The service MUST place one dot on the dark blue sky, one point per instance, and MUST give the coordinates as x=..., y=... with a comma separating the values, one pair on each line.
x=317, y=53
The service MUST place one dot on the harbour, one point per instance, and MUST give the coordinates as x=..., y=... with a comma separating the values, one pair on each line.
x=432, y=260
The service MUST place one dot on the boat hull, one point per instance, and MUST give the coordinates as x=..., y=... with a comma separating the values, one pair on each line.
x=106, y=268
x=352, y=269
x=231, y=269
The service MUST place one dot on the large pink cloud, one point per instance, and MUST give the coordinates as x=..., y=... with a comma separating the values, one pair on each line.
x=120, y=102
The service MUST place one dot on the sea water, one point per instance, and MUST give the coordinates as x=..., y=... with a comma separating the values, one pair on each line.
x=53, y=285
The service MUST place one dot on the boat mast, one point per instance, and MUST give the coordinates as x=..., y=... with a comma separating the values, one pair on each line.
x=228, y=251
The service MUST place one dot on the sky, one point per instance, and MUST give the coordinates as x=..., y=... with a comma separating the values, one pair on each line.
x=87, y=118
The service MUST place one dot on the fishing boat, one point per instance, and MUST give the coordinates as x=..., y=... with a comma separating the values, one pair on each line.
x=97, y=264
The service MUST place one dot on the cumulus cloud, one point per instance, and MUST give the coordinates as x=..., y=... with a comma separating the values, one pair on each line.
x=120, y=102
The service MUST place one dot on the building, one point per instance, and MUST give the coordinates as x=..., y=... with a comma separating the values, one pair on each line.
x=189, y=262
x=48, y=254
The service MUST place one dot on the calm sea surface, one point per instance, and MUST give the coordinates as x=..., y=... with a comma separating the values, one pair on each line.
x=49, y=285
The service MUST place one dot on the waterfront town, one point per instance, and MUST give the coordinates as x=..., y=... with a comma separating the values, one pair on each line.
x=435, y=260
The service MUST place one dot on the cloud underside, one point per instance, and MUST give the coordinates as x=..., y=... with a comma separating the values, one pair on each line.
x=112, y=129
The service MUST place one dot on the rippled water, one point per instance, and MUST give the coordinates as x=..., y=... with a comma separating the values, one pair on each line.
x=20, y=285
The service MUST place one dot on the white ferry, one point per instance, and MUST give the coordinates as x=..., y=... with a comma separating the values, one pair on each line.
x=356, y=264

Task description
Your reply must repeat the entries above exactly and in full.

Reply
The service MUST place one dot on the dark blue sky, one point per instance, and MUST give the coordinates as x=..., y=... with a comma separating the values, one pair on each line.
x=317, y=53
The service MUST place one dot on the harbour, one point per instance, and MUST give the coordinates as x=..., y=... with a comma separating the values, one pair on each line.
x=432, y=260
The service MUST place one dot on the boat hull, one point per instance, and MUST give the coordinates as x=..., y=... with a comma separating the values, one pair on each line.
x=106, y=268
x=352, y=269
x=231, y=269
The service MUST place one dot on the large pink cloud, one point per instance, and MUST give the coordinates as x=..., y=... with a comma separating the values, one pair on each line.
x=120, y=102
The service MUST place one dot on the sea water, one point per instance, and MUST give the coordinates as x=..., y=... with a comma separating the values, one pair on each line.
x=53, y=285
The service MUST place one dot on the boat mast, one point per instance, and MUST give the coordinates as x=..., y=... with a comma separating the values, one pair on each line.
x=228, y=251
The service MUST place one dot on the sky, one point per instance, and MUST give the coordinates as x=..., y=... with a comma separating the values, one pair on each line.
x=87, y=118
The service MUST place one dot on the fishing boat, one point per instance, and MUST give the coordinates as x=..., y=... with a comma separating the values, one pair on each line.
x=97, y=264
The service MUST place one dot on the cumulus cloud, one point per instance, and MUST give the coordinates as x=..., y=... with a comma separating the values, one pair on each line.
x=120, y=102
The service MUST place one dot on the building, one point per instance, and MUST give the coordinates as x=..., y=... with a comma separating the values, one pair on each line.
x=189, y=262
x=48, y=254
The service MUST place one dot on the calm sea surface, one point per instance, and MUST give the coordinates as x=..., y=... with a comma separating the values, one pair on each line.
x=49, y=285
The service MUST place one dot on the waterfront town, one point per instance, and MUST give the coordinates as x=..., y=... with a comma separating the values, one pair on each line.
x=435, y=260
The service MUST place one dot on the cloud underside, one point per instance, and MUST give the coordinates as x=..., y=... with a comma separating the values, one pair on each line.
x=112, y=129
The service MUST place one dot on the rippled water, one point per instance, and MUST give the coordinates as x=..., y=... with a comma separating the values, one pair on each line.
x=20, y=285
The service MUST place one dot on the white ferry, one point per instance, and MUST give the coordinates as x=..., y=... with a comma separating the values, one pair on each line.
x=356, y=264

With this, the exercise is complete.